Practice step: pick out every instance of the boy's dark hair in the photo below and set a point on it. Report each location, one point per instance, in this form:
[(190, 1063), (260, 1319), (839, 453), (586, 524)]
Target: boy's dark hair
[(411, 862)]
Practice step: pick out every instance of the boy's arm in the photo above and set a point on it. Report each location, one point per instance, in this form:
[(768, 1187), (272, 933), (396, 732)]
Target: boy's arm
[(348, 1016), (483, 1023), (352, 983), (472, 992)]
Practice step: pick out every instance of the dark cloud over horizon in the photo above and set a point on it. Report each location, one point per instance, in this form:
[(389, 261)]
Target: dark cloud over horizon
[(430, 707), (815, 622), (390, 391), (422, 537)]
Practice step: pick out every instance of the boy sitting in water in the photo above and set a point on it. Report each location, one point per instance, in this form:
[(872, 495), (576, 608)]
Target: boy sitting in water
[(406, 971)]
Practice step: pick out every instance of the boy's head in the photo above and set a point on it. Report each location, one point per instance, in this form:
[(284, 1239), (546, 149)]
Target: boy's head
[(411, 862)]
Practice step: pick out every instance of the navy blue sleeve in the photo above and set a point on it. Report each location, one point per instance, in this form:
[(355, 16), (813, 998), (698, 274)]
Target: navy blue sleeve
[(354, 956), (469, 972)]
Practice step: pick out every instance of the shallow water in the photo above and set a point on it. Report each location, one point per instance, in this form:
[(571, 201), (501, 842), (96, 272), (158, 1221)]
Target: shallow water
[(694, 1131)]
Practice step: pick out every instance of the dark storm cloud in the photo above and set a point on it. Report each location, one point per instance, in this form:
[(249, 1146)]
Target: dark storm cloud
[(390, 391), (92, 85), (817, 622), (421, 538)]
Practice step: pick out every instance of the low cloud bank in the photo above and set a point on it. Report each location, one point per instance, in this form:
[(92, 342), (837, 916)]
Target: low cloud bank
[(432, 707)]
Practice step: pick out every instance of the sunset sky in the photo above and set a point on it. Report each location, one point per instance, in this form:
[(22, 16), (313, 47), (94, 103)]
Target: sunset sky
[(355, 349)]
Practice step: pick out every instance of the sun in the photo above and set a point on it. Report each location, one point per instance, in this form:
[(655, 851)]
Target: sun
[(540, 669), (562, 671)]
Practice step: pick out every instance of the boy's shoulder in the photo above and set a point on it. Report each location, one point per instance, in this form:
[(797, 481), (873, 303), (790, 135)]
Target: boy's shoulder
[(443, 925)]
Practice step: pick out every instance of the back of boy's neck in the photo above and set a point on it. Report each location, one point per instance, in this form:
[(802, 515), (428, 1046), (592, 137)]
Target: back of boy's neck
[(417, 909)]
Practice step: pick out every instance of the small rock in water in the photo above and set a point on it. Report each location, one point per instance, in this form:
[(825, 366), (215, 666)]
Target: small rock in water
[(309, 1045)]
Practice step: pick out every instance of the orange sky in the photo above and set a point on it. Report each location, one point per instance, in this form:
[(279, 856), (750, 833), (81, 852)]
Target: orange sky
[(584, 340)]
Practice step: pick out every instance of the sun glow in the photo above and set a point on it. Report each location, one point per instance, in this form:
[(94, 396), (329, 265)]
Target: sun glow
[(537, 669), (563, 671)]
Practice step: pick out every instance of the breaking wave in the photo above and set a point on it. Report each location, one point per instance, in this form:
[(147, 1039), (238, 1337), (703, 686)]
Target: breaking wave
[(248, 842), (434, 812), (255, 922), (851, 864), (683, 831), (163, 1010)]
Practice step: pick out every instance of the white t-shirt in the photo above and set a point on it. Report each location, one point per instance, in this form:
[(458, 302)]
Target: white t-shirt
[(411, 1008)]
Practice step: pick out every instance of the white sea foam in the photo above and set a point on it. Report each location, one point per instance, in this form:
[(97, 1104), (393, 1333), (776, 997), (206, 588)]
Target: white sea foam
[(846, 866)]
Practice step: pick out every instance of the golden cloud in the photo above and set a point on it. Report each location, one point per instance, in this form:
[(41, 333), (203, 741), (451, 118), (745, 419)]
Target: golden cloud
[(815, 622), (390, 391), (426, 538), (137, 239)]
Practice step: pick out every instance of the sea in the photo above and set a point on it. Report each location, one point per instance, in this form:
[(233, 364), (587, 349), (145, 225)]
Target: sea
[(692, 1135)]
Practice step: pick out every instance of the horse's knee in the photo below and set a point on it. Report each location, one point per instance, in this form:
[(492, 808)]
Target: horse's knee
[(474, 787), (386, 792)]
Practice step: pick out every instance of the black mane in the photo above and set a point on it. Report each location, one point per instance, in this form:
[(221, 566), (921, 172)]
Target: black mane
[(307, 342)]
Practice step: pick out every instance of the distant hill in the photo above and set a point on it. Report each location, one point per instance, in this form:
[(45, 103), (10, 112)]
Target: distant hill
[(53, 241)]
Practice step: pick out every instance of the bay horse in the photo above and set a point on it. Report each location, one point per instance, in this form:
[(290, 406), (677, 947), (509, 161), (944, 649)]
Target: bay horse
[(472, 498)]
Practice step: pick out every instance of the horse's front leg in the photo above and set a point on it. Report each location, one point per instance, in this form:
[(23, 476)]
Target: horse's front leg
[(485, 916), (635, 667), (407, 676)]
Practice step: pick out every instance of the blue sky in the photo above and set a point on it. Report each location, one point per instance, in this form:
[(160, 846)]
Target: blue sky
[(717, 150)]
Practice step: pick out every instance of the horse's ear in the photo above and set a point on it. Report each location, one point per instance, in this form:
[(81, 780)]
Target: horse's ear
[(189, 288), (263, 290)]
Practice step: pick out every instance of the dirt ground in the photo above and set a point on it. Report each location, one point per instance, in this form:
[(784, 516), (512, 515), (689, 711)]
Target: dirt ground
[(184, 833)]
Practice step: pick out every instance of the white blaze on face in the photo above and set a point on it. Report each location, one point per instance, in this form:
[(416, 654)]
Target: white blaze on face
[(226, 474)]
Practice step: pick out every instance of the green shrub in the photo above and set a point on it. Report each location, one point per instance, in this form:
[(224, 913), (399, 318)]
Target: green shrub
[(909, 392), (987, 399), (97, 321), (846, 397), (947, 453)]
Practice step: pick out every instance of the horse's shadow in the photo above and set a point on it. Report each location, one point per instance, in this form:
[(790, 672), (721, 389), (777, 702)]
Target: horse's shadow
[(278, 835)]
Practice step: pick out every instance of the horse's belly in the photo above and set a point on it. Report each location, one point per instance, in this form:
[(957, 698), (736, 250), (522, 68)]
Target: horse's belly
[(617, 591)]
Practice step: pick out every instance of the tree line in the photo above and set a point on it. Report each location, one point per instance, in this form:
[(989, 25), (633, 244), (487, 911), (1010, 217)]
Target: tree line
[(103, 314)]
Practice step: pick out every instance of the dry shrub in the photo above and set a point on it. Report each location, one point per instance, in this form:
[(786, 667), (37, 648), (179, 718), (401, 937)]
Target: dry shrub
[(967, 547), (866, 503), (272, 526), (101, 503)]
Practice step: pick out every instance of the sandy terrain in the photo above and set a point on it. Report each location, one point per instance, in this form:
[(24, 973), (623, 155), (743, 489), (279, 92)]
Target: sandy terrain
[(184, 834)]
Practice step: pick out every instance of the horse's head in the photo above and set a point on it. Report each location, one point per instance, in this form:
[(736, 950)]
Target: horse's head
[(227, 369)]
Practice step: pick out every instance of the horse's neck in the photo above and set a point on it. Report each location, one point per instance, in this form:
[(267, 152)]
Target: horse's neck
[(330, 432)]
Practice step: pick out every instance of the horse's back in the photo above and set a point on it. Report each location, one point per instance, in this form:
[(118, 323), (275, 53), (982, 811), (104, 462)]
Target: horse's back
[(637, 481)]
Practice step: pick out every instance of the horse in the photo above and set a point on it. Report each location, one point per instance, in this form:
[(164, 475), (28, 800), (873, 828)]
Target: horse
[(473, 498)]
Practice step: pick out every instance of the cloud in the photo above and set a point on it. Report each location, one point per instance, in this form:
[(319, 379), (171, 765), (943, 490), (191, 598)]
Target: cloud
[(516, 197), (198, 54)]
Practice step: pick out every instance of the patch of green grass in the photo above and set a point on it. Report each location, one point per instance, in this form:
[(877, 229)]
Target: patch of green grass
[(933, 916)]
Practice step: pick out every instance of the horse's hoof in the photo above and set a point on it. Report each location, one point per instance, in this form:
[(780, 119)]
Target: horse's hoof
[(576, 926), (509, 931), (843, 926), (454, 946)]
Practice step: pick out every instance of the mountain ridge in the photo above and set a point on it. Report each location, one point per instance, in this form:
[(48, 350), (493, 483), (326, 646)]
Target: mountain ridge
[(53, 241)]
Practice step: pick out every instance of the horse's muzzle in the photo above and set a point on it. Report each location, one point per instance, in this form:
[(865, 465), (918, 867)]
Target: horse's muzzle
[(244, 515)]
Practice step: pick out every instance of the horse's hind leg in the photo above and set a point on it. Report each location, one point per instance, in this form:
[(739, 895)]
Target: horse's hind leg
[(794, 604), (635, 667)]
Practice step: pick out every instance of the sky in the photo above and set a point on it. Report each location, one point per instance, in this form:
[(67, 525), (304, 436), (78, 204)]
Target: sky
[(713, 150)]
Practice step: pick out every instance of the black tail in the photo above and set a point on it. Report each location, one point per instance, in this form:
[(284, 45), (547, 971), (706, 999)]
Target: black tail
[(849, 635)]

JOB — Lay out the items above as a numbered list, beginning at the line that contains "Practice step: pick out every instance of the black tail" and stopping after the last line of the items. Leave out any blank lines.

EXERCISE SOLUTION —
1. Practice step: pick out every instance of the black tail in the photo above and set a point on it. Report each location, one point per instance, in this form:
2. [(284, 45), (547, 971), (706, 999)]
3. Target: black tail
4. [(849, 635)]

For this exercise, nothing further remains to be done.